## Action item
List every title of a book by Mem Fox that the opinion piece below names.

## Document section
Author Mem Fox at a reading.
For someone who makes a living writing children's books, Mem Fox is surprisingly adept at ruffling the feathers of her potential customers.
Having previously put the boot into parents who who leave babies in child care, she's been ladling out the guilt once more with criticism aimed at adults who allow young children to use smartphones and tablets.
The author of best sellers such as Possum Magic and Where is the Green Sheep? claimed that too many mums and dads have replaced family time with the iBabysitter.
Children's books author Mem Fox.
"Really, why do we have children if we can't spend some time with them? It is just not right for the child. If we can't spend time with our kids, we shouldn't be having them."
She went on to say she was left heartbroken by the sight of children left alone with electronic devices to amuse themselves.
"One of the things that bothers me most is that people seem to think that kids can be left alone with technology, [but] they would be less likely to leave the child alone with a pile of books at the age of two or three," she said. "It is the aloneness that is heartbreaking."
It's worth noting that Fox's observations come as she prepares for a national tour to promote her new book, Baby Bedtime, and she wouldn't be the first author to court controversy when there is a new release to flog.
But surely telling parents they shouldn't have kids if they can't spend time with them is a particularly cruel way to boost sales.
Perhaps in Fox's world, parents and their children are joined at the hip to the point where the kids never have to go to child care and mum and dad can while away many joyous hours reading her books to their offspring.
In the real world, not so much.
The world most families occupy involves paid work, grocery shopping, cooking, cleaning, washing, medical appointments and numerous other activities that young children find less than enthralling.
So who can blame a parent who hands over the smartphone to keep their kid occupied while standing in line at the supermarket? Not all parents carry a library of books around with them to keep their kids entertained while they are waiting to see a bank teller. And it's safe to assume parents would rather listen to the gentle click of a tablet in the back seat of the car than a full blown screaming match between siblings on a long drive.
Sure there might be some mums and dads whose parenting default position is to pass the electronic device at the first sign of trouble but I suspect they are in the minority and it should not be interpreted to mean they don't want to spend time with their kids and therefore shouldn't have them.
Fox's latest observations strike me as even more judgmental than her previous remarks about the detrimental effects of child care. While she was widely quoted as comparing child care to child abuse, she later clarified that she was repeating comments made by the owner of a Queensland centre. Still, she declined to back down, saying she was speaking up for the babies in full-time care who couldn't defend themselves.
But, as is the the case with the tech-dependent kids, families with babies in full-time care are in a tiny minority of all childcare users and they don't deserve condemnation.
It seems to me that Fox has bought into a conservative agenda which shames good parents for making "bad" choices such as letting their kids spend time on the smartphone or placing them in childcare.
Perhaps the issue is not so much whether smartphones, tablets, childcare and other things that occasionally liberate parents from parenting are tearing the fabric of society apart. Perhaps the real issue is a culture which seems hyper-critical of any parent who doesn't live up to the unrealistic expectations of people like Fox.

## Records drawn from a dataset
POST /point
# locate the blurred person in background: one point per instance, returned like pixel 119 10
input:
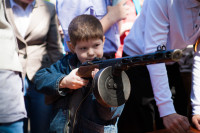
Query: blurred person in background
pixel 12 107
pixel 39 43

## Expected answer
Possum Magic; Where is the Green Sheep?; Baby Bedtime